(Object pointing data rows)

----

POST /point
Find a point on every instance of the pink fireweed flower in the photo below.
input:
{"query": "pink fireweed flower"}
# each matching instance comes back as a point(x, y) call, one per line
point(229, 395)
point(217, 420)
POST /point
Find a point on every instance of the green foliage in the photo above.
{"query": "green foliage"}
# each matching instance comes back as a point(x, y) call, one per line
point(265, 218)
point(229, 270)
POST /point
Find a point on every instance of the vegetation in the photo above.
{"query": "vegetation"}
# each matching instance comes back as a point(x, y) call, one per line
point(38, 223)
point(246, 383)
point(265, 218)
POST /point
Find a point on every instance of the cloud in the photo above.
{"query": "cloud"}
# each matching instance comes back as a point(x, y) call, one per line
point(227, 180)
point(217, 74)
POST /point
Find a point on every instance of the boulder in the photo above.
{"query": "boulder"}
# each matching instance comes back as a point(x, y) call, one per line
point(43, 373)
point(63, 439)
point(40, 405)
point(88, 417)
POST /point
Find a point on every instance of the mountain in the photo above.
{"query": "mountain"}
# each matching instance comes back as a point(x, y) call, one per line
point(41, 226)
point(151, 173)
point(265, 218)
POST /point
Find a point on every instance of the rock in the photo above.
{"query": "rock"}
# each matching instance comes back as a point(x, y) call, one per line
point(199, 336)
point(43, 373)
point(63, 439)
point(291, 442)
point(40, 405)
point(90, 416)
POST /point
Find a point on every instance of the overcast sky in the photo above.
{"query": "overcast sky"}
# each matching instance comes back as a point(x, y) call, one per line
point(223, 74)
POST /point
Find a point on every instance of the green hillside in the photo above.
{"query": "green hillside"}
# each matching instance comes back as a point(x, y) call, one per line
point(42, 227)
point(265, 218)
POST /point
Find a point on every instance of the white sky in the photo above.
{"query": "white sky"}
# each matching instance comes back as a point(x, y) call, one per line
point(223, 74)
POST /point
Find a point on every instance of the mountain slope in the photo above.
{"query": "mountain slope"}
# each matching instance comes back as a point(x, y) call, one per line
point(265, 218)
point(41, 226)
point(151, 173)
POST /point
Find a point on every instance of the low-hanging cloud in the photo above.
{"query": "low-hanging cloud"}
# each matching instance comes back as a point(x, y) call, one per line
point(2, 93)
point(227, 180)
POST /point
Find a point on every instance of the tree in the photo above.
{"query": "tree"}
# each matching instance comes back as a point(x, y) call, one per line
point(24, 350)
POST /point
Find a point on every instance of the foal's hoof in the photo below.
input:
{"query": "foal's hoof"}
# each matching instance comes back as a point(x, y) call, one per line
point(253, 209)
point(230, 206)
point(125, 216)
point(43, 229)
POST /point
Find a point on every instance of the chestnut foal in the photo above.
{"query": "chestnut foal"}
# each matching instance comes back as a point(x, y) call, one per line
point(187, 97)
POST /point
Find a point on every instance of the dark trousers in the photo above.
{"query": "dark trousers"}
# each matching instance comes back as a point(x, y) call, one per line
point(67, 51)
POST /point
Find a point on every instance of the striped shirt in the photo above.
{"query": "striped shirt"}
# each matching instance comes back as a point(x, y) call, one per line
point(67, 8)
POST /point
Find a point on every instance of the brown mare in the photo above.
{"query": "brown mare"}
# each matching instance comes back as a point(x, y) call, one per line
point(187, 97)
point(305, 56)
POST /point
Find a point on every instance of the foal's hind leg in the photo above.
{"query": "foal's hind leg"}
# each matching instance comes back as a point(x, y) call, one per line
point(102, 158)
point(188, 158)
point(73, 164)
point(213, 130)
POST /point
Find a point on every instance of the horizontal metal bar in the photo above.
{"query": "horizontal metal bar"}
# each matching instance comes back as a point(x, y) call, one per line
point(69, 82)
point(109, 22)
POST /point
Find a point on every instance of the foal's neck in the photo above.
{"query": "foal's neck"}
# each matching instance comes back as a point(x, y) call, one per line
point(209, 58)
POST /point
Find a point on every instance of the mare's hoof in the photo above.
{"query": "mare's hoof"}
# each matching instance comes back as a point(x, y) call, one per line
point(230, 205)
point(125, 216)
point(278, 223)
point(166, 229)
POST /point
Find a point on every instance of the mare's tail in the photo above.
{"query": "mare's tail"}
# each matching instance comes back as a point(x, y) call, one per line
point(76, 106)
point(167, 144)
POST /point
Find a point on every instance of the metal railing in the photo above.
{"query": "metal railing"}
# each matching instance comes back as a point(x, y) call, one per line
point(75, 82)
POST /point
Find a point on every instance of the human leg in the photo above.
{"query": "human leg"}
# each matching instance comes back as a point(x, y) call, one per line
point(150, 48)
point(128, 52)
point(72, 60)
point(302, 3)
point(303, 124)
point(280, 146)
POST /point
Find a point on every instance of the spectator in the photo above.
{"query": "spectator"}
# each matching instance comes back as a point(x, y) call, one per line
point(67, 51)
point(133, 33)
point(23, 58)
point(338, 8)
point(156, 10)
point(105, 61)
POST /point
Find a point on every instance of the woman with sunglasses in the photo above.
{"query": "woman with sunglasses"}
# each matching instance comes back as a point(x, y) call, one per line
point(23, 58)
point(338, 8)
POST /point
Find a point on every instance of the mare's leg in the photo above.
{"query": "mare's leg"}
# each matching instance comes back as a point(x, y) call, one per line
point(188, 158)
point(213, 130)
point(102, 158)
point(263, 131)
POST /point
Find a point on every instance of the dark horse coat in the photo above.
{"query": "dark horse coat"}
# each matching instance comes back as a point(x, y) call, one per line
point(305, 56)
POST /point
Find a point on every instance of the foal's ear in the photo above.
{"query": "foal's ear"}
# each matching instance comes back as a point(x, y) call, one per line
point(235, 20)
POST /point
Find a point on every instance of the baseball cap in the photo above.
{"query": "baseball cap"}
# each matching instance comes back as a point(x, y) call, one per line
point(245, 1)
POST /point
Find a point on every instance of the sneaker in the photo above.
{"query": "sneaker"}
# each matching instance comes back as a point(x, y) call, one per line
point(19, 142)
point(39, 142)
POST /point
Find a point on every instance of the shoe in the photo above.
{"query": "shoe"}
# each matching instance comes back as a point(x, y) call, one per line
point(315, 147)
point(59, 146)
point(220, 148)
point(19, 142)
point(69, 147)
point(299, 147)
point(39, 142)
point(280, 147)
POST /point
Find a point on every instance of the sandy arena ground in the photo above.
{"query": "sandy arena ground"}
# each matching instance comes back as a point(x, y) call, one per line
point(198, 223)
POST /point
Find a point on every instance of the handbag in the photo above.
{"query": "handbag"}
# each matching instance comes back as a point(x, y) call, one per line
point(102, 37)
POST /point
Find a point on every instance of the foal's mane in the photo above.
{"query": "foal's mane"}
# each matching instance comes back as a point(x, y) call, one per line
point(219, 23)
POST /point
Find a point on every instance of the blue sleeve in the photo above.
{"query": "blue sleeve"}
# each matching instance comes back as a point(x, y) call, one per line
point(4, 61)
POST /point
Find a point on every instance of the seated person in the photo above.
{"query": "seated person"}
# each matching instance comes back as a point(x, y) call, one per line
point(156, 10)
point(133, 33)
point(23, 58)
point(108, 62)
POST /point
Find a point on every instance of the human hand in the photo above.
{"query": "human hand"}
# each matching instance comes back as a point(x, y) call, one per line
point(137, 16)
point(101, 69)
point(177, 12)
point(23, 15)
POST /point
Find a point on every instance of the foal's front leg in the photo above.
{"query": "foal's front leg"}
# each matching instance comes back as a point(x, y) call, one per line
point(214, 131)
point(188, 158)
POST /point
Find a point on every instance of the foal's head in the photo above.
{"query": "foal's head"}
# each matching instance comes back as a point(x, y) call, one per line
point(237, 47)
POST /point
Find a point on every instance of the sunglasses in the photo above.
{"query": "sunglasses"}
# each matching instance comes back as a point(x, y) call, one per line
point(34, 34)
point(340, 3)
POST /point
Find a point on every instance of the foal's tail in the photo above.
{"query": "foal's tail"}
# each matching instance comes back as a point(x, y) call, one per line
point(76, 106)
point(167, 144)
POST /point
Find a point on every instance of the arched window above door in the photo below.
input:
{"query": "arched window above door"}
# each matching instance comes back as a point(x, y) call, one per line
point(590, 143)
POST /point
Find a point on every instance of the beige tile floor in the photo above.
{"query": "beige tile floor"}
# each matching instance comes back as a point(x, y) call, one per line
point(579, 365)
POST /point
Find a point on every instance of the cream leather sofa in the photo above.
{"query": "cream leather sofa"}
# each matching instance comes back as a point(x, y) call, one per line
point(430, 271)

----

**Task description:** Locate each line in the data above that contains the word "horizontal", and copy those lines out in full.

**Solution to the problem:**
Find a point on every instance of the horizontal metal bar in the photo above.
{"query": "horizontal metal bar"}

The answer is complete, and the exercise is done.